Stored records

<<<<

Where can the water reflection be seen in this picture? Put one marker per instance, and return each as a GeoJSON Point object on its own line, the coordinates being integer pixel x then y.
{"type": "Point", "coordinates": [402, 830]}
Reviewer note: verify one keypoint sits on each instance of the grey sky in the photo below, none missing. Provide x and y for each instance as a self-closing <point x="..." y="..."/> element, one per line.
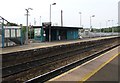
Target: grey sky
<point x="14" y="11"/>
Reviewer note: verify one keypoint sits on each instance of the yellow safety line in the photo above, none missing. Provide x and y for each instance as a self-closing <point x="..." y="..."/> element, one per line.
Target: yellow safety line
<point x="100" y="67"/>
<point x="79" y="66"/>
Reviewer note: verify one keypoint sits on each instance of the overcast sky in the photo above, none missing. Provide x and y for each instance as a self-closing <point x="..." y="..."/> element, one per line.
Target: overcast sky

>>>>

Set down the entries shown above once more, exactly as they read, but without pictures.

Where can the water reflection be seen in this picture? Put one marker per instance, and return each as a GeoJSON Point object on its own line, the coordinates being integer pixel x then y.
{"type": "Point", "coordinates": [402, 830]}
Reviewer note: verify one keypoint sits on each instance of the grey sky in the photo below, none missing. Provide x and y for each instance as a self-closing <point x="..." y="..."/> element, one per line.
Target: grey sky
<point x="14" y="11"/>
Reviewer note: verify one keypoint sits on each instance of the yellow safety line in the photo above, none missing. Provide x and y for each instance as a self-closing <point x="..." y="..."/> element, one per line.
Target: yellow safety line
<point x="100" y="67"/>
<point x="79" y="66"/>
Reviewer note: verify one keypoint sits on each instance of the overcast sky in the photo above, none missing. Provide x and y for each instance as a self-closing <point x="..." y="..."/> element, one per line.
Target: overcast sky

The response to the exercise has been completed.